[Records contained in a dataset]
__________________________________________________
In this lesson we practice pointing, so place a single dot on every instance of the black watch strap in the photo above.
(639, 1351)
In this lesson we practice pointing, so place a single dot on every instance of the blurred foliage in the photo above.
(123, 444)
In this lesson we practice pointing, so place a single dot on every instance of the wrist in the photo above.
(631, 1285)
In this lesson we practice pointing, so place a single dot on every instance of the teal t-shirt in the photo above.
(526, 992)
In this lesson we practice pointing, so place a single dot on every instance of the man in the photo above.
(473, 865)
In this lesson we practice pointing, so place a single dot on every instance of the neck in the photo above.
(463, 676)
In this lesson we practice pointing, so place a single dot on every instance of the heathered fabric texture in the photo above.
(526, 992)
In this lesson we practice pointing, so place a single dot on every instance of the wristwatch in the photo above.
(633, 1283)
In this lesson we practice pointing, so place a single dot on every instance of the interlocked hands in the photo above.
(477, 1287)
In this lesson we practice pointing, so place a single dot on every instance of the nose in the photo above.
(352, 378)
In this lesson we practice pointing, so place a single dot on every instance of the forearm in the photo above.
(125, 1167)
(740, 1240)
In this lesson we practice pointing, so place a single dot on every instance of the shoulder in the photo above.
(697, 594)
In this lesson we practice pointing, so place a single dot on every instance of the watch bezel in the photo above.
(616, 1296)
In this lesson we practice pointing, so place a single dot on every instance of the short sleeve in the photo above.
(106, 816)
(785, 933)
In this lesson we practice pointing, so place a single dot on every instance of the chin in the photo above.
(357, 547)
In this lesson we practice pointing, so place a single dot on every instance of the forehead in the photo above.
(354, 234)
__________________________________________________
WORK TASK — Every record must appear in the answer exactly as it does above.

WRITTEN SOLUTION —
In this lesson we practice pointing, so place a single dot on every instance of the black watch strap in the photo above.
(639, 1351)
In this lesson we practice pointing, so place a single dot on every instance of the blurred foliage in the photo above.
(123, 444)
In this lesson we practice pointing, so place a single dot on every instance of the wrist in the photo above.
(631, 1285)
In this lesson we practice pointing, so place a single dot on every instance of the teal t-shirt in the photo above.
(526, 992)
In this lesson we practice pointing, so place a single dot on every instance of the man in the photo above.
(473, 865)
In this lesson we practice pointing, so place a single dot on every instance of the neck in the photo above.
(463, 676)
In this lesson we practice pointing, so place a single dot on every instance of the heathered fabric texture in the photo above.
(526, 992)
In this lesson we practice pointing, so place a single dot on every instance of the wristwatch in the photo above.
(633, 1283)
In this lesson we practice pointing, so place a single dot on every instance of the interlocked hands in the photo above.
(477, 1287)
In this lesson we practice pointing, so place a single dot on every instance of the nose in the photo above.
(352, 378)
In this lesson we practice pointing, so place a single dot on every instance of the forearm in the photo above.
(125, 1167)
(740, 1240)
In this lesson we practice pointing, so place a single dot on every instance of the shoulder in the photo above.
(697, 594)
In this lesson we practice pointing, so place a single dot on every instance of the watch bezel in the photo above.
(616, 1296)
In this lesson we practice pointing, so place a single dot on every instance of the short sleeve in the photo above.
(106, 816)
(785, 933)
In this lesson we practice pointing, so place a single dot on every instance of the chin in the photo above.
(357, 547)
In this lesson we practice pointing, so place a single dot on every instance of the forehead in the photo above.
(354, 234)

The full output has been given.